> **ABOUT THIS TASK**
Without changing a character, return the entries, but not the images they hold.

━━━━━━━━━━━━━━━━━━━━

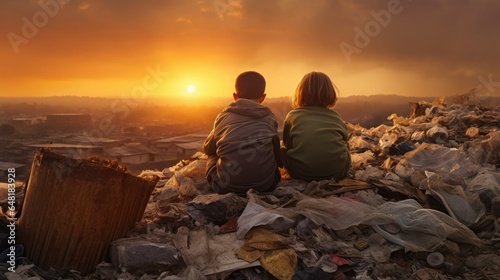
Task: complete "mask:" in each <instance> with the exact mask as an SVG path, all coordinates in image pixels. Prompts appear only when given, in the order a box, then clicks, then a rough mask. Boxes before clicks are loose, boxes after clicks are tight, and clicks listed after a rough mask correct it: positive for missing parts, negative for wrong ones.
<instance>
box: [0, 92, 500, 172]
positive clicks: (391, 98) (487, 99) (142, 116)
mask: <svg viewBox="0 0 500 280" xmlns="http://www.w3.org/2000/svg"><path fill="white" fill-rule="evenodd" d="M433 99H434V97H403V96H397V95H374V96H352V97H346V98H341V99H340V100H339V102H338V103H337V105H336V106H335V108H334V109H335V110H337V111H338V112H339V113H340V114H341V116H342V117H343V119H344V120H345V121H346V122H350V123H353V124H359V125H361V126H363V127H366V128H370V127H375V126H378V125H380V124H391V121H389V120H388V119H387V117H388V116H389V115H391V114H393V113H395V114H397V115H400V116H407V115H408V114H409V112H410V104H411V103H414V102H418V101H429V102H430V101H432V100H433ZM454 101H455V97H447V103H448V104H452V103H454ZM480 103H481V104H480V105H481V106H487V107H497V106H499V105H500V97H491V98H488V99H482V100H480ZM110 104H112V100H108V99H102V98H90V97H61V98H58V97H50V98H35V99H33V100H32V101H30V102H27V100H26V99H20V100H18V101H17V102H16V100H15V99H14V98H9V99H7V98H0V182H5V180H6V177H5V176H6V175H5V174H6V172H7V170H8V169H9V168H16V174H17V177H18V179H19V180H23V179H26V178H27V177H28V173H29V170H30V169H31V164H32V161H33V156H34V154H33V153H34V152H35V151H37V150H40V149H42V148H50V150H51V151H53V152H55V153H58V154H62V155H66V156H70V157H73V158H87V157H99V158H101V159H106V160H115V161H117V162H118V163H119V164H122V165H124V166H125V167H127V169H128V170H130V171H131V172H132V173H133V174H139V173H140V172H141V171H142V170H145V169H158V170H163V169H164V168H167V167H170V166H173V165H175V164H176V163H178V162H179V161H180V160H183V159H189V158H190V157H191V156H192V155H194V154H195V153H196V152H198V151H201V148H202V144H203V141H204V140H205V138H206V136H207V135H208V133H209V132H210V130H211V128H212V126H213V122H214V119H215V117H216V116H217V114H218V113H220V111H221V110H222V109H223V108H224V106H225V105H222V104H212V106H172V105H168V106H167V105H158V104H155V103H154V102H149V103H144V104H138V105H137V106H134V107H130V108H127V110H128V111H126V112H125V113H126V114H125V113H124V112H123V111H122V112H118V113H117V112H113V110H110V108H112V105H110ZM265 105H266V106H268V107H269V108H270V109H271V111H273V113H274V114H275V116H276V119H277V121H278V125H279V128H278V129H279V130H280V129H281V127H282V123H283V121H284V118H285V117H286V114H287V113H288V112H289V110H291V105H290V100H289V98H278V99H274V100H273V99H270V100H266V102H265ZM374 105H375V106H374ZM120 113H121V114H120ZM280 136H281V134H280ZM19 180H18V181H19Z"/></svg>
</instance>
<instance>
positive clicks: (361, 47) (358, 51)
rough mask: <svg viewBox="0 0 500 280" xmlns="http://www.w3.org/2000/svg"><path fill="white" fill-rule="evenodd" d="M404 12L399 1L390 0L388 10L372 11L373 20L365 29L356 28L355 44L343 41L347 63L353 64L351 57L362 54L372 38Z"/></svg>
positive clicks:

━━━━━━━━━━━━━━━━━━━━

> **OUTPUT FOR THIS TASK**
Task: complete "mask:" in each <instance> with the exact mask as an SVG path, all coordinates in image pixels. Prompts appear only when given, in the order a box, then clicks, then a rough mask. Boxes before clicks are loose, boxes after clicks are tight, and clicks listed after a rough mask correct it: positive for missing parts, negative for wrong ones.
<instance>
box: [0, 92, 500, 172]
positive clicks: (391, 98) (487, 99) (142, 116)
mask: <svg viewBox="0 0 500 280" xmlns="http://www.w3.org/2000/svg"><path fill="white" fill-rule="evenodd" d="M433 99H434V97H403V96H397V95H374V96H352V97H346V98H341V99H340V100H339V102H338V103H337V105H336V106H335V108H334V109H335V110H337V111H338V112H339V113H340V114H341V116H342V117H343V119H344V120H345V121H346V122H350V123H353V124H359V125H361V126H363V127H366V128H370V127H375V126H378V125H380V124H391V121H389V120H388V119H387V117H388V116H389V115H391V114H393V113H395V114H397V115H400V116H407V115H408V114H409V112H410V104H411V103H414V102H418V101H429V102H430V101H432V100H433ZM454 101H455V97H447V103H448V104H452V103H454ZM480 103H481V104H480V105H481V106H487V107H497V106H499V105H500V97H491V98H488V99H482V100H480ZM110 104H112V100H108V99H102V98H90V97H61V98H58V97H50V98H35V99H33V100H32V101H30V102H27V100H26V99H20V100H18V101H17V102H16V100H15V99H14V98H9V99H7V98H0V182H5V180H6V177H5V176H6V175H5V174H6V172H7V170H8V169H9V168H16V174H17V177H18V179H19V180H23V179H26V178H27V177H28V173H29V170H30V169H31V164H32V161H33V156H34V154H33V153H34V152H35V151H37V150H40V149H42V148H50V150H51V151H53V152H55V153H58V154H62V155H66V156H70V157H73V158H87V157H99V158H101V159H106V160H115V161H117V162H118V163H119V164H122V165H124V166H125V167H127V169H128V170H130V171H131V172H132V173H133V174H139V173H140V172H141V171H142V170H145V169H158V170H163V169H164V168H167V167H170V166H173V165H175V164H176V163H178V162H179V161H180V160H183V159H189V158H190V157H191V156H192V155H194V154H195V153H196V152H198V151H201V148H202V144H203V141H204V140H205V138H206V136H207V135H208V133H209V132H210V130H211V128H212V126H213V122H214V119H215V117H216V116H217V114H218V113H220V111H221V110H222V109H223V108H224V106H225V105H222V104H212V106H172V105H168V106H167V105H158V104H155V103H154V102H149V103H144V104H138V105H137V106H134V107H130V108H127V110H128V111H126V112H125V113H126V114H125V113H124V112H123V111H122V112H118V113H117V112H113V110H110V108H112V105H110ZM265 105H266V106H268V107H269V108H270V109H271V111H273V113H274V114H275V116H276V119H277V121H278V125H279V128H278V129H279V130H280V129H281V127H282V123H283V121H284V118H285V117H286V114H287V113H288V112H289V110H291V105H290V100H289V98H278V99H274V100H273V99H270V100H266V102H265ZM374 105H375V106H374ZM120 113H121V114H120ZM280 136H281V134H280ZM19 180H18V181H19Z"/></svg>
</instance>
<instance>
positive clicks: (361, 47) (358, 51)
rough mask: <svg viewBox="0 0 500 280" xmlns="http://www.w3.org/2000/svg"><path fill="white" fill-rule="evenodd" d="M404 12L399 1L390 0L388 10L372 11L373 20L365 29L356 28L355 44L343 41L347 63L353 64L351 57L362 54L372 38Z"/></svg>
positive clicks:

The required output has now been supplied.